* **EXERCISE TEXT**
A Platform for Computational Comparative Genomics on the Web

Date

October 7, 2005

Speaker

Sun Kim

Affiliation

Indiana University

Overview

We have been developing a Web-based system for comparing multiple genomes, PLATCOM, where users can choose genomes and perform analysis of the selected genomes with a suite of computational tools. PLATCOM is built on internal databases such as GenBank, COG, KEGG, and Pairwise Comparison Database (PCDB) that contains all pairwise comparisons (97,034 entries) of protein sequence files (.faa) and whole genome sequence files (.fna) of 312 replicons. The pre-computed PCDB makes it possible to complete genome analysis very fast even on the web, so that users can choose any combination of genomes and analyze them with data mining tools. Genome comparison requires combining many sequence analysis tools. However, combining multiple tools for sequence analysis requires a significant amount of programming work and knowledge on each tool, thus it is very challenging to provide a service for comparing genomes on the web by using standard sequence analysis tools. Thus, to make genome comparison be done on the web, well-defined data mining concept and tools are very important since they can make genome comparison much easier. It is also important that the data mining tools for genome comparison should be scalable. We have been developing such scalable tools: a sequence clustering algorithm BAG, a metabolic pathway analysis tool MetaPath, a gene fusion event detection tool FuzFinder, a gene neighborhood navigation tool OperonViz, an algorithm for mining correlated gene sets MCGS, a genome sequence alignment tool GAME, a multiple genome sequence alignment algorithm by clustering local matches mgAlign, and a pairwise genome visulization tool COMPAM. The analysis results are summarized with visualization tools. We are currently working on integrating the data mining modules such that users can combine these in a very flexible way. In addition to sequence data, PLATCOM will include more data types such as gene expression data.

Speakers

Sun Kim

Sun Kim is currently Associate Director of Bioinformatics Program , Assistant Professor in School of Informatics, Associate Faculty at the Center for Genomics and Bioinformatics at Indiana University – Bloomington. Prior to IU, he worked at DuPont Central Research as Senior Computer Scientist from 1998 to 2001, and at the University of Illinois at Urbana-Champaign from 1997 to 1998 as Director of Bioinformatics and Postdoctoral Fellow at the Biotechnology Center and a Visiting Assistant Professor of Animal Sciences .Sun Kim received B.S. and M.S. and Ph.D. in Computer Science from Seoul National University, Korea Advanced Institute of Science and Technology (KAIST) , and the University of Iowa respectively. Sun Kim is a recipient of Outstanding Junior Faculty Award at Indiana University 2004-2005, NSF CAREER Award DBI-0237901 from 2003 to 2008, and Achievement Award at DuPont Central Research in 2000.

* **TASK GOAL**
According to the talk overview, how many entries does the Pairwise Comparison Database (PCDB) contain? The lines that follow have nothing to do with the talk overview above.

* **DATA PROVIDED**
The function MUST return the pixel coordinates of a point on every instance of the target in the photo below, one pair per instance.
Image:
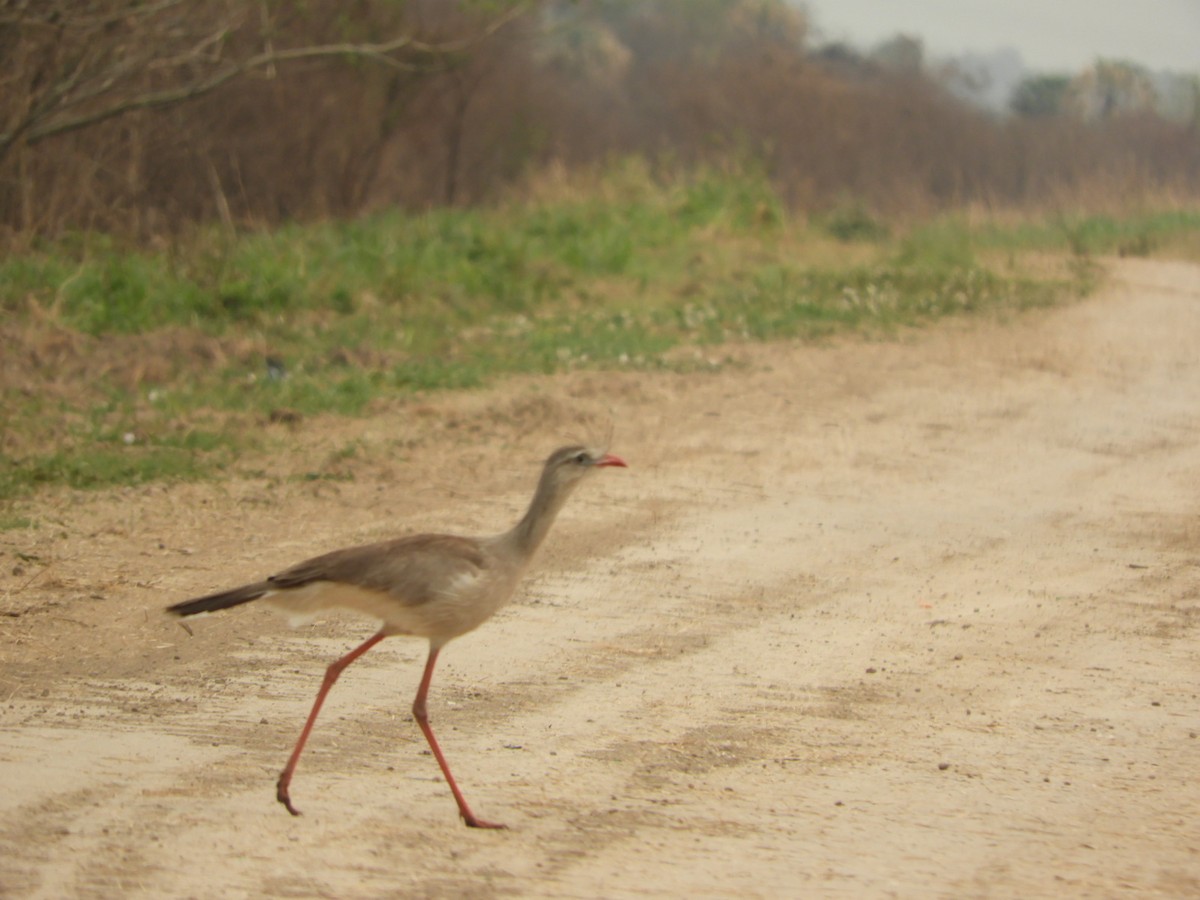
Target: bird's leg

* **TASK SOLUTION**
97,034 entries